(MATERIAL PROVIDED begins)

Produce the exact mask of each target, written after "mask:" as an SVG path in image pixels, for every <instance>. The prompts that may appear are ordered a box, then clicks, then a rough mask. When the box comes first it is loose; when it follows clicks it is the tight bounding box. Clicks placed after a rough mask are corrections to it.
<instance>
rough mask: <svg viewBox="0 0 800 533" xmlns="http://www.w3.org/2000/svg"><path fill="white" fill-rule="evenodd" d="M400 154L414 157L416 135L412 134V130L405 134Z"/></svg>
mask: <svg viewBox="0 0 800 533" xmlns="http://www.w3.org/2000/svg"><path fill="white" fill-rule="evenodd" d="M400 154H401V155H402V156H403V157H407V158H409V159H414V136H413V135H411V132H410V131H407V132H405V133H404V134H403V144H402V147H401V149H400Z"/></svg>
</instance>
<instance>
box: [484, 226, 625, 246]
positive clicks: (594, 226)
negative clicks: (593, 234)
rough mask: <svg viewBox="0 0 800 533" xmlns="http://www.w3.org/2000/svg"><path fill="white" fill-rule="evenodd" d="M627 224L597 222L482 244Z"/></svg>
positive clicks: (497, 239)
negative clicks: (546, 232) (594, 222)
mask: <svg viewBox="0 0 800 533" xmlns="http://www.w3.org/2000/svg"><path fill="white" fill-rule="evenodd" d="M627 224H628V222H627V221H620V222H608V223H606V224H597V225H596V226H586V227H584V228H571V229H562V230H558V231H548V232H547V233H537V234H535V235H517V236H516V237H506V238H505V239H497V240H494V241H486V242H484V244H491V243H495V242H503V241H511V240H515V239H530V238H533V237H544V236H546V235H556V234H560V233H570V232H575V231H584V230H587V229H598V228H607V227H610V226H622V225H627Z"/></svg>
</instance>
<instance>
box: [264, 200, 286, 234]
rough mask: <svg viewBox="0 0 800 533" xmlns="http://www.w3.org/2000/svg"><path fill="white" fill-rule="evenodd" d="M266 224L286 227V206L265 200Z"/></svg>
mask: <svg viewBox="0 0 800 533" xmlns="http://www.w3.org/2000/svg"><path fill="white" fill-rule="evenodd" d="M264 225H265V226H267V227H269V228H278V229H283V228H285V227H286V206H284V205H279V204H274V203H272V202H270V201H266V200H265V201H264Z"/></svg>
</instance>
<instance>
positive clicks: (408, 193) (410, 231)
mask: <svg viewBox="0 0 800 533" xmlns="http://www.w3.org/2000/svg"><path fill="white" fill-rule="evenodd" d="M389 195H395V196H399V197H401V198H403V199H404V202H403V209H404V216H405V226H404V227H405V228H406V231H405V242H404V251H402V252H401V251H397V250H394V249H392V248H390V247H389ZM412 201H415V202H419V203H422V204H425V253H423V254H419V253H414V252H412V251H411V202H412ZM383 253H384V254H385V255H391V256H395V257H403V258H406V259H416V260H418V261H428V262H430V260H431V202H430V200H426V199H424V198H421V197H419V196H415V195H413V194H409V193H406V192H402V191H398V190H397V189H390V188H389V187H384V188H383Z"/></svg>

(MATERIAL PROVIDED ends)

▶ **EXERCISE REQUIREMENTS**
Everything in the records above should be written out again exactly.

▶ **RESULT FOR THIS EXERCISE**
Produce the exact mask of each target, written after "mask:" as an SVG path in image pixels, for every <instance>. The prompts that may appear are ordered a box, then clicks, then a rough mask. When the box comes first it is loose; when it follows clicks it is the tight bounding box. Clicks placed after a rough mask are corrections to it.
<instance>
rough mask: <svg viewBox="0 0 800 533" xmlns="http://www.w3.org/2000/svg"><path fill="white" fill-rule="evenodd" d="M400 154L414 157L416 135L412 134V130L405 134Z"/></svg>
mask: <svg viewBox="0 0 800 533" xmlns="http://www.w3.org/2000/svg"><path fill="white" fill-rule="evenodd" d="M400 154H401V155H402V156H403V157H407V158H409V159H414V136H413V135H411V132H410V131H407V132H405V133H404V134H403V144H402V147H401V149H400Z"/></svg>
</instance>
<instance>
box: [484, 226, 625, 246]
positive clicks: (594, 226)
negative clicks: (593, 234)
rough mask: <svg viewBox="0 0 800 533" xmlns="http://www.w3.org/2000/svg"><path fill="white" fill-rule="evenodd" d="M627 224L597 222L482 244Z"/></svg>
positive clicks: (497, 239)
negative clicks: (546, 232) (594, 222)
mask: <svg viewBox="0 0 800 533" xmlns="http://www.w3.org/2000/svg"><path fill="white" fill-rule="evenodd" d="M627 224H628V222H627V221H620V222H608V223H606V224H597V225H596V226H586V227H584V228H571V229H562V230H558V231H548V232H547V233H537V234H535V235H517V236H516V237H506V238H505V239H497V240H494V241H486V242H484V244H491V243H495V242H503V241H511V240H515V239H530V238H533V237H544V236H546V235H556V234H560V233H570V232H575V231H584V230H587V229H598V228H607V227H610V226H622V225H627Z"/></svg>
</instance>
<instance>
box: [264, 200, 286, 234]
rough mask: <svg viewBox="0 0 800 533" xmlns="http://www.w3.org/2000/svg"><path fill="white" fill-rule="evenodd" d="M266 224L286 227V206L265 200Z"/></svg>
mask: <svg viewBox="0 0 800 533" xmlns="http://www.w3.org/2000/svg"><path fill="white" fill-rule="evenodd" d="M264 225H265V226H267V227H269V228H278V229H283V228H285V227H286V206H284V205H279V204H274V203H272V202H270V201H266V200H265V201H264Z"/></svg>
</instance>
<instance>
positive clicks: (408, 193) (410, 231)
mask: <svg viewBox="0 0 800 533" xmlns="http://www.w3.org/2000/svg"><path fill="white" fill-rule="evenodd" d="M389 195H395V196H399V197H401V198H403V199H404V202H403V209H404V216H405V226H404V227H405V228H406V231H405V242H404V251H402V252H401V251H397V250H394V249H392V248H390V247H389ZM412 201H415V202H419V203H422V204H425V253H423V254H419V253H414V252H412V251H411V202H412ZM383 253H384V254H385V255H391V256H395V257H403V258H406V259H416V260H418V261H428V262H430V260H431V202H430V200H426V199H424V198H421V197H419V196H415V195H413V194H409V193H406V192H402V191H398V190H397V189H390V188H389V187H384V188H383Z"/></svg>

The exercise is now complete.